--- Begin THE INPUT ---

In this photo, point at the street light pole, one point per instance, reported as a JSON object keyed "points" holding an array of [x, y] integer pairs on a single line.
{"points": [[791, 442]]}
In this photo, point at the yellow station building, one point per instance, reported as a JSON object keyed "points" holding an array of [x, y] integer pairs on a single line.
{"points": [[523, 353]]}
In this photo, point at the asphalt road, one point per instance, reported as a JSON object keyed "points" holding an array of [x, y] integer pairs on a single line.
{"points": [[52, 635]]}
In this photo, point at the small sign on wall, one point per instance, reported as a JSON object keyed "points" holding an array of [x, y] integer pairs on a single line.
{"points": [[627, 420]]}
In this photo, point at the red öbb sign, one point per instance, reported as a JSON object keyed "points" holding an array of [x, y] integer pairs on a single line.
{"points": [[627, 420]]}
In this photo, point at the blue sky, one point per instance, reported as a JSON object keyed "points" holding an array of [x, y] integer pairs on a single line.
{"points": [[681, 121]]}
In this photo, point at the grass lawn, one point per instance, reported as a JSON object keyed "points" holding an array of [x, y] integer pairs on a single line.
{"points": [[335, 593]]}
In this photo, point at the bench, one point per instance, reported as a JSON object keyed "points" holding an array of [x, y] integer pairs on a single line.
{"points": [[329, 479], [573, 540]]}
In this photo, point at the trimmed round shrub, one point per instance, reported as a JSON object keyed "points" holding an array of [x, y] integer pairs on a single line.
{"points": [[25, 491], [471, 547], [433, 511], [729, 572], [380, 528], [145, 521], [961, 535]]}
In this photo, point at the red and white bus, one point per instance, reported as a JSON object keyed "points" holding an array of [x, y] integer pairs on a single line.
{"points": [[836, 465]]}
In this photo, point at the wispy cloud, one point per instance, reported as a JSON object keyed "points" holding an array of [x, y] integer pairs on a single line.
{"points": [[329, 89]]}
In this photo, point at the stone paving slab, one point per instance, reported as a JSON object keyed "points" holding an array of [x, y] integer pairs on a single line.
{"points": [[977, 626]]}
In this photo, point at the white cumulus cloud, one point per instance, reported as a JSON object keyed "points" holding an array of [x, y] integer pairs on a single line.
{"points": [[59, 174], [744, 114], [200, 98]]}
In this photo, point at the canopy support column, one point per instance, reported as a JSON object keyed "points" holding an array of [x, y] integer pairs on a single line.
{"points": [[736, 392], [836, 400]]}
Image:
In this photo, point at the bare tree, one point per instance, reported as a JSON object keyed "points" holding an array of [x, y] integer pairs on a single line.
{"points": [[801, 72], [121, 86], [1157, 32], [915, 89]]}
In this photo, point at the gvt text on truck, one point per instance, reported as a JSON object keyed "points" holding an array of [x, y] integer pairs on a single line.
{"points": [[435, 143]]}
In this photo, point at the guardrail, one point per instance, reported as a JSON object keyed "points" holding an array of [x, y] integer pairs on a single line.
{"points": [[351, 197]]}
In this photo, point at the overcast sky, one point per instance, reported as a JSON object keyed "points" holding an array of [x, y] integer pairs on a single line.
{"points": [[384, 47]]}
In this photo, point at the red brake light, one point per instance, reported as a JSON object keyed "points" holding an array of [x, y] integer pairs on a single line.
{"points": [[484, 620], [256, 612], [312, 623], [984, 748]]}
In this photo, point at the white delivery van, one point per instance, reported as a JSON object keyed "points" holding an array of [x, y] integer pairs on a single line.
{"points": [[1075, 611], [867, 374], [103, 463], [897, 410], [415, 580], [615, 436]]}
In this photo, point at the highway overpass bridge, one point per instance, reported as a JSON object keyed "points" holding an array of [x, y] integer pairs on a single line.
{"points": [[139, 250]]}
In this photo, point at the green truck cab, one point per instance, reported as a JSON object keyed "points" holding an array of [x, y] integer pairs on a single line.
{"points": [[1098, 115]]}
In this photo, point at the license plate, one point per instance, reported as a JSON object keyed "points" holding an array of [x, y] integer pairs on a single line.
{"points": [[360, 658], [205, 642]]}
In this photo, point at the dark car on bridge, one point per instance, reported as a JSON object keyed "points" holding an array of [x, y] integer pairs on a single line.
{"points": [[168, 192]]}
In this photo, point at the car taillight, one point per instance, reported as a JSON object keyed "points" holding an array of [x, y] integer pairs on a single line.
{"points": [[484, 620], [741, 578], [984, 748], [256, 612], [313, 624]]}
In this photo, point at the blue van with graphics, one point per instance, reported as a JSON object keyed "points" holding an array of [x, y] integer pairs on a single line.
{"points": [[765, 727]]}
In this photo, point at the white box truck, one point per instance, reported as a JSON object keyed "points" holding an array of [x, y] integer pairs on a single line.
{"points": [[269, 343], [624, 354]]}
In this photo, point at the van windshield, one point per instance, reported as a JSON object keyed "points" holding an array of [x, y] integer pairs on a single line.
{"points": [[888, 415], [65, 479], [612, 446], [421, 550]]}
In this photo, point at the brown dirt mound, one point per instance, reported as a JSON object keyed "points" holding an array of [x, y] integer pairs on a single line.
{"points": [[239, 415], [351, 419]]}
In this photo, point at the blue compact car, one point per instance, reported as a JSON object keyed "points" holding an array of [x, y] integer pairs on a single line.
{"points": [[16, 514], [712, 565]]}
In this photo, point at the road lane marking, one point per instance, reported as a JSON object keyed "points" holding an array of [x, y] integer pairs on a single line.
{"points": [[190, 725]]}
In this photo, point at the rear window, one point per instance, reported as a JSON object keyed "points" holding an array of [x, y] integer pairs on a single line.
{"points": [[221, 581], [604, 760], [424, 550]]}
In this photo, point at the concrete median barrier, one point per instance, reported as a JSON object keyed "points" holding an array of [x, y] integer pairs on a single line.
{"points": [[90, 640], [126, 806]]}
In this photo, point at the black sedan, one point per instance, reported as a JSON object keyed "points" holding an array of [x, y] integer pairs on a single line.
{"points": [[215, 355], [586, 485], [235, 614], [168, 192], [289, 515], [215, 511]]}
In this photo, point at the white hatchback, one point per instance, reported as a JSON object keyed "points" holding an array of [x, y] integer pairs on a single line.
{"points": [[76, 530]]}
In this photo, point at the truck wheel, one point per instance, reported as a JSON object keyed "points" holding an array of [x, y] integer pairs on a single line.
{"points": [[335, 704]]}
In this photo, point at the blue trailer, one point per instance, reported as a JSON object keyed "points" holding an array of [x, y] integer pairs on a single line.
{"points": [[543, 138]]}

--- End THE INPUT ---

Retype the whole listing above exactly.

§ OUTPUT OF THE TASK
In this photo, point at the street light pole, one point per instance, reported as a JSON object keyed "points" holding an array of [x, y] integer pairs on a single line.
{"points": [[791, 442]]}
In this photo, point at the yellow station building, one point per instance, reported as a JSON object keyed "points" holding an array of [x, y] integer pairs on a single line.
{"points": [[523, 353]]}
In this photo, point at the asphalt road, one point per instance, reported as a JSON object keyed "points" holding an array of [x, y] integer pairs on a single line.
{"points": [[52, 635]]}
In this photo, point at the small sign on wall, one point per instance, reported as a JSON object keyed "points" holding an array of [x, y] integer pairs on a single line.
{"points": [[627, 420]]}
In this photo, point at the red öbb sign, one point per instance, reported as a JSON object keyed "points" holding an array of [x, y] integer pairs on a single line.
{"points": [[627, 420]]}
In this photo, point at the blue sky, one point per instance, reported as a JSON object keyed "points" holding an array of [x, y] integer pairs on a single line.
{"points": [[681, 121]]}
In this photo, point at the grass lawn, one point per instance, reported as a JSON object keyed "points" holding an array of [x, y] integer pairs on a single line.
{"points": [[335, 593]]}
In this photo, point at the bench, one point per instance, reported as a JSON object keyed "points" holding an array of [x, y] integer pairs on a single line.
{"points": [[329, 479], [573, 540]]}
In this photo, point at the trimmed round shrub, one point per instance, reported as a JSON object keyed "points" holding an array of [x, y] integer pairs on a single line.
{"points": [[25, 491], [471, 547], [433, 511], [729, 572], [380, 528], [145, 521], [961, 535]]}
In this photo, point at the red and white bus, one point per instance, reported as a JSON object keyed "points" holding an array of [x, y] integer pairs on a single line.
{"points": [[836, 465]]}
In this photo, point at the wispy cloud, one point per instance, reported as a JSON object keyed "points" holding an array of [x, y] integer pairs on a single line.
{"points": [[329, 89]]}
In this photo, point at the stone paving slab, one point per instance, reported as a JSON object keyed "points" holding an array of [x, y] integer pairs on a single line.
{"points": [[977, 626]]}
In this photo, point at the white cumulus cloud, one point per instance, reported as a JSON object keyed "points" holding an array of [x, y] integer pairs on a single line.
{"points": [[59, 174], [744, 114], [200, 98]]}
In this photo, point at the canopy support column, one point per instance, reported as a JSON object keyed "points" holding an array of [x, y] integer pairs on a single line.
{"points": [[736, 392], [836, 400]]}
Image:
In this photo, point at the bare tree, one point per instance, reported as a JSON object keyed "points" holding an array of [x, y] integer pairs on a single line.
{"points": [[801, 72], [121, 86], [1157, 32], [915, 89]]}
In this photo, point at the gvt text on truck, one point per instance, reported as a JSON object keyed "points" holding an array of [x, y] integer pairs on a single line.
{"points": [[435, 143]]}
In this photo, point at the guardrail, one point per instance, reported as a JSON object keyed "points" holding an array of [x, y] integer pairs on a single line.
{"points": [[351, 197]]}
In this photo, point at the overcast sky, one point per instance, reported as a JSON object keyed "points" holding an array of [x, y] integer pairs on a single line.
{"points": [[384, 47]]}
In this photo, point at the red brake light, one point per instance, reported as a JSON object keyed "points" holding an array of [x, y] integer pairs on a single line.
{"points": [[484, 620], [256, 612], [312, 623], [984, 748]]}
In this photo, point at the white delivery van, one point per instance, reported as a JSON object keyed "points" holding an array of [x, y] integer pairs on a single line.
{"points": [[1075, 611], [867, 374], [103, 463], [897, 410], [415, 580], [615, 436]]}
In this photo, point at the highway overpass bridge, one point per instance, reported as a JSON object keyed "points" holding an array of [x, y] integer pairs on a single line.
{"points": [[139, 250]]}
In this photo, point at the green truck cab, one point per instance, reported as a JSON object keyed "points" holding an array of [x, y] integer pairs on a single line.
{"points": [[1098, 115]]}
In this photo, point at the license plate, one point per instance, reported as a JSON object keyed "points" holding an array of [x, y] integer pairs on a single line.
{"points": [[360, 658], [205, 642]]}
In this photo, point at the dark car on bridge, one point per instance, reported as a JSON object keyed "points" holding an array of [x, y] integer pairs on a single line.
{"points": [[168, 192]]}
In this photo, point at the car taillight, one point per instance, reported as a JSON object keyed "points" holding an array of [x, y] integer pairs on a single line.
{"points": [[484, 620], [741, 578], [984, 748], [256, 612], [313, 624]]}
In this photo, point at the blue van with graphics, one point per instance, reported as a JSON object keyed "points" holding an array of [x, y] integer pairs on a single line.
{"points": [[765, 727]]}
In this photo, point at the white box truck, one point per instance, reported as a JSON object keyed "points" holding an array of [x, y] integer pairs on a single line.
{"points": [[269, 343], [624, 354]]}
In this photo, point at the van windshield, one point per instance, reported as a JSON object keyed "points" holding an array of [x, y] integer pairs on a single line.
{"points": [[888, 415], [65, 479], [612, 446], [421, 550]]}
In this photo, point at the brown dirt mound, one point per instance, reported as a JSON object keyed "points" holding an array of [x, y] integer pairs on a single line.
{"points": [[239, 415], [351, 419]]}
In this photo, point at the blue compact car, one point per instance, reported as a JSON object keyed "points" holding an array of [x, y] integer pairs on a single line.
{"points": [[16, 514], [712, 565]]}
In this photo, point at the road lane marking, one point per instance, reported as a JSON object keyed "points" holding an array of [x, y] integer pairs on a single line.
{"points": [[190, 725]]}
In this photo, point at the rear window, one point per instance, reported as a JSON object keyed "points" holding an array of [x, y] integer pairs on a single line.
{"points": [[221, 581], [604, 760], [424, 550]]}
In this photo, point at the concrete median barrier, one point per instance, reported as a JSON object keyed "points" holding an array of [x, y] integer pairs on a single line.
{"points": [[90, 640], [126, 806]]}
In this photo, point at the black sedan, one point per instance, reported as a JSON object keyed "points" holding an array of [x, y] integer pairs on a single line.
{"points": [[215, 355], [586, 485], [235, 614], [168, 192], [289, 515], [215, 511]]}
In this photo, point at the white hatchback, one point per instance, reported as a JSON object keyed "points" holding an array of [x, y] integer pairs on a single line.
{"points": [[76, 530]]}
In this photo, point at the truck wheel, one point per instance, reported as a JSON object keyed "points" holding an array of [x, y] integer pairs on a single line.
{"points": [[335, 704]]}
In this photo, point at the blue trailer, one point per instance, reported as a JSON object keyed "points" holding an array of [x, y] integer pairs on a single line.
{"points": [[543, 138]]}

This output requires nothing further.